(Referring expression pointing data)

# # # # #

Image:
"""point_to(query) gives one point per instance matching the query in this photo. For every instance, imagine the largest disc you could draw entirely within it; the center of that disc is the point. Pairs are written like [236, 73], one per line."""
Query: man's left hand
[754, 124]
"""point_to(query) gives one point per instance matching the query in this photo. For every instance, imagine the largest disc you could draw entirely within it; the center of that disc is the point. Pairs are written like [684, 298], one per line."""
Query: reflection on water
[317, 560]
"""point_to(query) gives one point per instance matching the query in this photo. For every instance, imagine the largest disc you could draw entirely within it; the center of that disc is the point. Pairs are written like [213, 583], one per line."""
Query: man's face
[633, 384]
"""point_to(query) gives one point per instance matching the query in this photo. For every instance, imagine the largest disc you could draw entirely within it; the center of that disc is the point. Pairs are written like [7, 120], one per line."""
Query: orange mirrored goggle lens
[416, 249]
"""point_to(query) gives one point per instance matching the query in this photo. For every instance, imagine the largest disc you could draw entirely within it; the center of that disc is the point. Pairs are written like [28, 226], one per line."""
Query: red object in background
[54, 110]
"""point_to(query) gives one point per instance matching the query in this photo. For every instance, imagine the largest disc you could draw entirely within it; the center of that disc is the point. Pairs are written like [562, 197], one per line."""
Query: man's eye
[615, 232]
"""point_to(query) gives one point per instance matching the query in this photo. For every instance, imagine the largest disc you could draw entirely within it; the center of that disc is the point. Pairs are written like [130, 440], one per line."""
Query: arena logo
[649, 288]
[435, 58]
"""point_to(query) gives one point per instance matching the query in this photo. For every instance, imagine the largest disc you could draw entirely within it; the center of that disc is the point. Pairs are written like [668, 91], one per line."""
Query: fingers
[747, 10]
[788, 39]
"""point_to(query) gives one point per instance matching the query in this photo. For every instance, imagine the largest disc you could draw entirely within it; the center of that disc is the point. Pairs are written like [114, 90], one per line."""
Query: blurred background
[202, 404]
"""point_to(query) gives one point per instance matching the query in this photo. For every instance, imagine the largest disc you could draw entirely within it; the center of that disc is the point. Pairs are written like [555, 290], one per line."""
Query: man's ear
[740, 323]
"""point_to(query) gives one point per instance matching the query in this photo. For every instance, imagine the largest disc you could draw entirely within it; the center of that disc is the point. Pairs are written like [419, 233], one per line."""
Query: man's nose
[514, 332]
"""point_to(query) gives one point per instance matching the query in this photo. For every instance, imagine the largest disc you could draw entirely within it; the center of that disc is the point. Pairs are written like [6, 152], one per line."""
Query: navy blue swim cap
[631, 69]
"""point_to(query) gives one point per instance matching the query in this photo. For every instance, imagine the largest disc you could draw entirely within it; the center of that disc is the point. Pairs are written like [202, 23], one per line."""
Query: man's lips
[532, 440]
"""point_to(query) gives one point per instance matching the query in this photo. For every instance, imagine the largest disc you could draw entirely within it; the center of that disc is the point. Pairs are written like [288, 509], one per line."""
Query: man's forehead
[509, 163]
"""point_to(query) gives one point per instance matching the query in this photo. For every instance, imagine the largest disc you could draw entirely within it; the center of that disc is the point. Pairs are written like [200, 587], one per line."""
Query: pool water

# # # # #

Work required: Your task is to repeat the data exactly; please include every line.

Result for this exercise:
Image:
"""point_to(query) gives one point per instance matching the query in this photo. For every instance, imagine the largest disc you could draw entirely within it; the center of that disc is the point. Pairs are written like [236, 73], one per line."""
Query: man's left hand
[754, 124]
"""point_to(query) gives one point per instance matching the query in this photo. For every instance, imagine the largest disc you could draw entirely within it; the center of that disc is the point. Pairs are written like [684, 298], one per line."""
Query: reflection on water
[317, 560]
"""point_to(query) gives one point per instance matching the query in this photo. For every instance, imagine the largest disc you could draw entirely within it; the center of that disc is the point. Pairs are written like [213, 583], one per line."""
Query: man's face
[633, 384]
"""point_to(query) gives one point per instance matching the query in this photo. For every instance, imagine the largest disc you could draw entirely within it; the center of that disc is the point. Pairs are written like [7, 120], one per line."""
Query: orange mirrored goggle lens
[416, 249]
"""point_to(query) gives one point per instance matching the query in this photo. For every instance, imagine the largest disc you could draw entirely within it; the center of that disc is the point. Pairs are written like [28, 226], one per line."""
Query: red object in background
[54, 110]
"""point_to(query) gives one point per instance matching the query in this photo. For every instance, imagine the largest disc you could draw entirely within it; the center of that disc is the point. Pairs are written like [562, 197], one per line."""
Query: man's eye
[615, 232]
"""point_to(query) gives one point per instance matching the query in this photo. For every instance, imagine the largest disc you could draw entirely within it; the center of that disc is the point. Pairs are written like [130, 440], one per line."""
Query: arena logo
[649, 288]
[435, 58]
"""point_to(query) gives one point per instance matching the query in this photo. For every instance, imagine the largest disc you could draw entirely within it; the center of that disc is the point. Pairs are written like [668, 91], one per line."""
Query: fingers
[747, 10]
[788, 39]
"""point_to(query) gives one point per instance matching the query in this photo. For every instance, imagine the largest disc you could draw entirely within it; the center of that disc is the point. Pairs are written like [114, 90], one per line."""
Query: blurred background
[202, 404]
"""point_to(query) gives one point per instance matching the query in this photo. For every instance, imagine the largest disc you could draw entirely within it; the center of that disc is the point. Pairs are written like [555, 290], one per line."""
Query: man's ear
[740, 323]
"""point_to(query) gives one point per instance matching the query in this photo. For every instance, imagine the largest disc you could draw entirely within it; the center of that disc is the point. Pairs are written like [419, 233], one per line."""
Query: man's nose
[514, 332]
"""point_to(query) gives one point per instance matching the query in this photo. For every instance, imagine the largest disc you could draw entirely within it; the center of that disc is the point. Pairs are written like [6, 152], one per line."""
Query: navy blue swim cap
[631, 69]
"""point_to(query) gives one point per instance matching the query in this photo. For every instance, imagine the largest disc you could draw entirely within it; the center of that disc is the point. Pairs are written like [202, 23], one per line."""
Query: man's lips
[532, 440]
"""point_to(query) gives one point per instance matching the query in this photo. For every instance, imagine the largest disc you could draw entirely within it; the center of that disc is the point. Pairs are written like [288, 509], one per line."""
Query: man's forehead
[509, 163]
"""point_to(query) gives one point per instance matching the query in this photo. For every instance, imagine the largest disc you could draw entirely within it; the center of that disc is the point. Pairs are written like [200, 587], one per line."""
Query: pool water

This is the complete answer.